> _Prompt A_: Reproduce the stretch from "A week ago, on" through "for two weeks." in the account of the Balinese purification ritual, word for word.

> _Given text_:
--- start ---

Ida the Balinese High Priestess


A week ago, on the last New Moon before I turned 30, I had a wonderful and powerful experience, that has changed me for forever. I couldn’t share it at the time, because I had to process and integrate it first before sharing it. Me and my family went to see the High Priestess Ida Resi Alit for her “Melukat”, an Hindu Purification Ritual performed with blessed water. This experience was a gift from my dear friend Kimberly. Originally we wanted to go together, but the Divine had other plans. So she went two weeks ago when we already had left for the East Coast and Amed. In the early morning hours I packed in my family and left Amed for a day trip to Ubud. About to meet the youngest High Priestess of Bali, who passed her exam to become High Priestess at the age of 21 after being prepared through divine downloads of mudras, mantras and rituals for two weeks.

I was super excited and had looked forward to this for months. I had seen an interview with her and every word she said could have come out of my mouth, when she talked about water and the elements in general being her teachers. So I already felt deeply connected to her. On the way our driver said he would take care of our children while Dennis and me would go through the cleansing part of the ritual and our guide, a lovely French lady called Marie, who has been here for 16 years, took pictures with our camera.

When we walked into the Ashram we could hear the Water Priestess singing her mudras in a song that gave me goosebumps. Several people were meditating nearby in a pavilion and after we changed into our sarongs we joined them.

Then the first two women stood up and took their place, standing in front of Ida, who started singing her mantras again while pouring holy water over their heads. Tears started running down my face and I’m crying again while I’m sitting here, writing this. I could see the release, the energy being washed away, the blocks, the fears. An incredible powerful release happened during these couple of minutes, them washing their faces and stomping the ground to not lose their connection to Mother Earth while one of their layers just got washed away.

My children sat with their Dad, silent, watching. Then, after witnessing a couple of more releases, some big, some smaller, some quiet and some audible it was our turn. We had written down three intentions, as affirmations, so in present tense as if they were already true and they were in our offerings for the Priestess. When we stepped in front of her she asked us to remember our intentions and then led us into deep breathing. I was so present with my breath I forgot that the water will pour down on me. So when the first stream of water came I was totally surprised by it. I stayed focused on my intentions while swaying to the strange music of her voice, washing my face when she told me too, other times stomping my feet while holding my palms pressed together in front of my heart space. I felt Dennis next to me, his inner warrior coming to the front, while my inner warrior maid made her way out, ready to deal with ANYTHING that would come our way.

--- end ---

> _Records_:
--- start ---

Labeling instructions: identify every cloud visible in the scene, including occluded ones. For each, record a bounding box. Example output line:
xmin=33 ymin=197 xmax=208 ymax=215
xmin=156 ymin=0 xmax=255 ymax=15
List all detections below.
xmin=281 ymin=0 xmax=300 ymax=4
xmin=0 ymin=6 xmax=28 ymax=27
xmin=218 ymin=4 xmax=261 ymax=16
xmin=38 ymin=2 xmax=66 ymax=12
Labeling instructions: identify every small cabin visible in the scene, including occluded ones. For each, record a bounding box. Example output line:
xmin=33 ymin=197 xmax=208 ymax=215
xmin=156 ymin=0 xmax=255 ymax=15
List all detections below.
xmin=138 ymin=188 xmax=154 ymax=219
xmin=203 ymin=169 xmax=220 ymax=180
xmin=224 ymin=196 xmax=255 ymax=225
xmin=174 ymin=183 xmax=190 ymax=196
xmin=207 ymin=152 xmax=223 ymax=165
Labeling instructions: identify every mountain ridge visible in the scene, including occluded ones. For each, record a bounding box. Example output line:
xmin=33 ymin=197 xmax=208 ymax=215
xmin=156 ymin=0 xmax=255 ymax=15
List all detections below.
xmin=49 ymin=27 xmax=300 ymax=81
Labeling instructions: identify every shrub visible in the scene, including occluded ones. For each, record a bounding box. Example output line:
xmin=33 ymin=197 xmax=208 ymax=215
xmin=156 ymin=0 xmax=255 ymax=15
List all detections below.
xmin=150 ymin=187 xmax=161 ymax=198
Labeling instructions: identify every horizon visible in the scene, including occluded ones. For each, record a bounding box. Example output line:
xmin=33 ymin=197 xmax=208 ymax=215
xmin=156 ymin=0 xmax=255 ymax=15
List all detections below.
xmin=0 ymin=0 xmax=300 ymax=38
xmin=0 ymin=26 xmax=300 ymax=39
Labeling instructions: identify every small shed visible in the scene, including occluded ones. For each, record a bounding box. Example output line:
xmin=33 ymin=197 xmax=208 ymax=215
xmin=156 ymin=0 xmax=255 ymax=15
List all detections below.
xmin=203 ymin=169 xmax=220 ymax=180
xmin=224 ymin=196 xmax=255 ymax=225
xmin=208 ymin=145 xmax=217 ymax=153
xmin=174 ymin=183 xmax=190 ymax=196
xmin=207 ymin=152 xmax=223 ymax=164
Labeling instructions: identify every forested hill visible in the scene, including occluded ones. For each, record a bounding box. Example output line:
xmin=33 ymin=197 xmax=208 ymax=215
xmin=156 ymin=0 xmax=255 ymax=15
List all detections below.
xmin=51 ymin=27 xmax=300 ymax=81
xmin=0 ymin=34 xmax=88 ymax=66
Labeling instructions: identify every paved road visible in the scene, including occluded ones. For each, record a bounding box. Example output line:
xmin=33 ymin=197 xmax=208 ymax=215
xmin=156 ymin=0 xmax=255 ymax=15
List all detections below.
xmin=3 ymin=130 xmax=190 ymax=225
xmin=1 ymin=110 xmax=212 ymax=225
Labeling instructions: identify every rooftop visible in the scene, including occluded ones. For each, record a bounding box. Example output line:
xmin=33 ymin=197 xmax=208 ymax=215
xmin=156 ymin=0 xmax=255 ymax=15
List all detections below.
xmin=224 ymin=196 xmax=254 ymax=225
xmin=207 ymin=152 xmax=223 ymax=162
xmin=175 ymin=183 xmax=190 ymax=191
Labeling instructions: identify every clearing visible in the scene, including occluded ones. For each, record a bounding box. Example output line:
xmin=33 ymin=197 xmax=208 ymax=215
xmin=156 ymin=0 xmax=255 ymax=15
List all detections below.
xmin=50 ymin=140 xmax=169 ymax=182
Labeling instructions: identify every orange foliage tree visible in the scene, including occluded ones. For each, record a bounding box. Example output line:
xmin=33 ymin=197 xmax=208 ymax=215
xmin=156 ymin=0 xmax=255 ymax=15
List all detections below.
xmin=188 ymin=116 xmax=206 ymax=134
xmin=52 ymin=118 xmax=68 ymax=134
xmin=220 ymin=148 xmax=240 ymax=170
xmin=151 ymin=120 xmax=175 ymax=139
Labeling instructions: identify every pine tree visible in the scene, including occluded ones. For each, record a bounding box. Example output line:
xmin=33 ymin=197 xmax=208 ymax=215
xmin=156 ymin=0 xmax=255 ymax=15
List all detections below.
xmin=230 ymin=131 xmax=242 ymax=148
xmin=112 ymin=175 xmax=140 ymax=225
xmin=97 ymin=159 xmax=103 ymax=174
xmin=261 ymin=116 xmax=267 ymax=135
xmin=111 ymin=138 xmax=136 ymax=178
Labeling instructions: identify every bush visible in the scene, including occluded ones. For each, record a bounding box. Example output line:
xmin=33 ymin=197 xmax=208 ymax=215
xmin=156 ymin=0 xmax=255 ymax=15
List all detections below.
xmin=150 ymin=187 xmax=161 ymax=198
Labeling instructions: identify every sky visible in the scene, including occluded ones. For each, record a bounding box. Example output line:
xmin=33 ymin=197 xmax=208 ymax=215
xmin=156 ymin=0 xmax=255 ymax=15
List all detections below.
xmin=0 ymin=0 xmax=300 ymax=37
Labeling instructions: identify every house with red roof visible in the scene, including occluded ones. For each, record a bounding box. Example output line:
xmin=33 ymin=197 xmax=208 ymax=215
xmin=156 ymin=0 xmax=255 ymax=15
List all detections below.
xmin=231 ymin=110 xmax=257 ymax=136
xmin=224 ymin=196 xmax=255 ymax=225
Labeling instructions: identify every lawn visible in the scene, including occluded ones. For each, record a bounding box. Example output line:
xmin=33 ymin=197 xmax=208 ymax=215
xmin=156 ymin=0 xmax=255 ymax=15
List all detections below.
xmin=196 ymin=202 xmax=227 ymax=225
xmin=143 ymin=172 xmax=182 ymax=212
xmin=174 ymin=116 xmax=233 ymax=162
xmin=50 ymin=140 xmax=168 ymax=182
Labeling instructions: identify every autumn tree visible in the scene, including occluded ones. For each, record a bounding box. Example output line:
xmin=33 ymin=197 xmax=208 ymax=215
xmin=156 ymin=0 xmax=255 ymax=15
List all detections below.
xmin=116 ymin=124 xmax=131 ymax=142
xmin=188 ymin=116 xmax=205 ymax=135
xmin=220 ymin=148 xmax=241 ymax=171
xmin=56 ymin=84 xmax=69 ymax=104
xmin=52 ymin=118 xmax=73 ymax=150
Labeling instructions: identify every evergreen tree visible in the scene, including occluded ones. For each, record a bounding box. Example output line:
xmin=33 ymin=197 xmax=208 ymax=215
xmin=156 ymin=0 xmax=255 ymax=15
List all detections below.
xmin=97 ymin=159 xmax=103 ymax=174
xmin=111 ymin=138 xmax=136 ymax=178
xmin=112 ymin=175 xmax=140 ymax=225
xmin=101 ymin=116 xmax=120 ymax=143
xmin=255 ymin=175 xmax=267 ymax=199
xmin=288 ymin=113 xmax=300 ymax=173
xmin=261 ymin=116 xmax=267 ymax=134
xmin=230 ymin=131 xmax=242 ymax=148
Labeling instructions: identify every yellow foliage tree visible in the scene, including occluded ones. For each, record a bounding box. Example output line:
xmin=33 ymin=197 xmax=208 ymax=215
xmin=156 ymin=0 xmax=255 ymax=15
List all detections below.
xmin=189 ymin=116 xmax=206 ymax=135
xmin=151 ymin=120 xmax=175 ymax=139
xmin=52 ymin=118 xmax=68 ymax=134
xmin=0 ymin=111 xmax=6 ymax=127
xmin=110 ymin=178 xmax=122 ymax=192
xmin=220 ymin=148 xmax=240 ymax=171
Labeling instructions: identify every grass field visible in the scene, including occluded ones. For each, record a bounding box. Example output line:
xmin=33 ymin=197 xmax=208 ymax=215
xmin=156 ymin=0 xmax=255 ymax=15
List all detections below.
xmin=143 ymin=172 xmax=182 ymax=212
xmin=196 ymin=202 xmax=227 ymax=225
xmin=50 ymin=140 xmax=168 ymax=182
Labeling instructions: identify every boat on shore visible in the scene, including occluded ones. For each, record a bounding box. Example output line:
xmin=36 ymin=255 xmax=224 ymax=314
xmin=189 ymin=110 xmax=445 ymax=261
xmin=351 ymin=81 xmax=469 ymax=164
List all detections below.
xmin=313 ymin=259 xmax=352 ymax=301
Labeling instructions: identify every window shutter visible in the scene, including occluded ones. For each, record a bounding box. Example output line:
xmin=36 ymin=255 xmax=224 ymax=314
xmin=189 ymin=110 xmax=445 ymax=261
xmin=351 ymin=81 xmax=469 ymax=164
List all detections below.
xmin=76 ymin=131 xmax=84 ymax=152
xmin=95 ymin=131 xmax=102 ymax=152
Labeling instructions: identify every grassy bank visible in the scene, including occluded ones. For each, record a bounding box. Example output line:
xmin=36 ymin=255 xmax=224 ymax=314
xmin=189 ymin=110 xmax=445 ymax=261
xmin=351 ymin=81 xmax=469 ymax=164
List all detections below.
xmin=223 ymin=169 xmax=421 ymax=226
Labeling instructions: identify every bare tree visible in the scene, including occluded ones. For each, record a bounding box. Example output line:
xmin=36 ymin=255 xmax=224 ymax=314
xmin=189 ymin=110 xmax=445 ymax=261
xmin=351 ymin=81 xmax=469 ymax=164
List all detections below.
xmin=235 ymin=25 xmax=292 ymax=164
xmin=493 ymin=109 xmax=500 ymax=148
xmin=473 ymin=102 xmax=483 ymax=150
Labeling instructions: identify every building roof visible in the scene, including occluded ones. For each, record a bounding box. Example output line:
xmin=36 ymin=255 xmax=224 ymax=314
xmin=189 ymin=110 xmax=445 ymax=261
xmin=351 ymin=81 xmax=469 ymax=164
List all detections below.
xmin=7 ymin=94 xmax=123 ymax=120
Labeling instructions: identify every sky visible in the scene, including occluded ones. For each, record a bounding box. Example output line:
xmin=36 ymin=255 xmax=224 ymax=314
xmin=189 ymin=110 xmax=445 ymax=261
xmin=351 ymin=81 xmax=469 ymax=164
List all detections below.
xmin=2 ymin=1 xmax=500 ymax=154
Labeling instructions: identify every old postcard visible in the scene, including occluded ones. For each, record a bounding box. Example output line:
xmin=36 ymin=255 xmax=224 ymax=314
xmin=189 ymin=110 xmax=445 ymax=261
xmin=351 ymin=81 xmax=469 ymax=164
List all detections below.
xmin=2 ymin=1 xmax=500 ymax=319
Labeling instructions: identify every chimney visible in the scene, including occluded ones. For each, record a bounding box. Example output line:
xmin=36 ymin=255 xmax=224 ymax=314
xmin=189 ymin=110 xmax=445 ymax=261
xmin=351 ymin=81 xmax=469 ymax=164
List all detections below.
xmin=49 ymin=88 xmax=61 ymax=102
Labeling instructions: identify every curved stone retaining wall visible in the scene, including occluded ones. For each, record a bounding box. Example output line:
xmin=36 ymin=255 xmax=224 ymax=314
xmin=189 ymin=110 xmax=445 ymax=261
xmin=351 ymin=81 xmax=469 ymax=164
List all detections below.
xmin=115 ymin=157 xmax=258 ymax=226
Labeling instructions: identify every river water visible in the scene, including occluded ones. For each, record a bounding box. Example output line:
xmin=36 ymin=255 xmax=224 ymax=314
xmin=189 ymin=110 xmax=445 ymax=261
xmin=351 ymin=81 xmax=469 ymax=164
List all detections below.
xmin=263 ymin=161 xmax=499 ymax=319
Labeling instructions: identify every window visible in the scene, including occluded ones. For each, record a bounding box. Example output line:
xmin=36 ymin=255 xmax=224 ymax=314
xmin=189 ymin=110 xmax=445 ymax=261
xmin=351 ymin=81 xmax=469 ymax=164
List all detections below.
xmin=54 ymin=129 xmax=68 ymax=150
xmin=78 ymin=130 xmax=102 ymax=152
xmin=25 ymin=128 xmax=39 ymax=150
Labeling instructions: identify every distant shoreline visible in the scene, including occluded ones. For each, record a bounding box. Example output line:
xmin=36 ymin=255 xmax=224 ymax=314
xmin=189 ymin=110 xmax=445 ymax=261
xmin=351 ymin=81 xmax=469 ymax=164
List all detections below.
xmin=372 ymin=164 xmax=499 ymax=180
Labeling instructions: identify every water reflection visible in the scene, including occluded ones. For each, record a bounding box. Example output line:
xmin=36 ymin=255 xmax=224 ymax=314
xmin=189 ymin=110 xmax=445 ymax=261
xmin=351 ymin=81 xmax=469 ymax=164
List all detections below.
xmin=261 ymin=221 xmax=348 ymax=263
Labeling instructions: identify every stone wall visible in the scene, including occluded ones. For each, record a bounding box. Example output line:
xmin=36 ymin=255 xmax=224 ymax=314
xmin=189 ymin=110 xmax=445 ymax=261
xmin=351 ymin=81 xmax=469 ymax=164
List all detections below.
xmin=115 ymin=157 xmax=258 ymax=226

--- end ---

> _Prompt B_: Collect every line in the listing that contains the word "window".

> _Written solution A_:
A week ago, on the last New Moon before I turned 30, I had a wonderful and powerful experience, that has changed me for forever. I couldn’t share it at the time, because I had to process and integrate it first before sharing it. Me and my family went to see the High Priestess Ida Resi Alit for her “Melukat”, an Hindu Purification Ritual performed with blessed water. This experience was a gift from my dear friend Kimberly. Originally we wanted to go together, but the Divine had other plans. So she went two weeks ago when we already had left for the East Coast and Amed. In the early morning hours I packed in my family and left Amed for a day trip to Ubud. About to meet the youngest High Priestess of Bali, who passed her exam to become High Priestess at the age of 21 after being prepared through divine downloads of mudras, mantras and rituals for two weeks.

> _Written solution B_:
Labeling instructions: identify every window shutter visible in the scene, including occluded ones. For each, record a bounding box. Example output line:
Labeling instructions: identify every window visible in the scene, including occluded ones. For each, record a bounding box. Example output line:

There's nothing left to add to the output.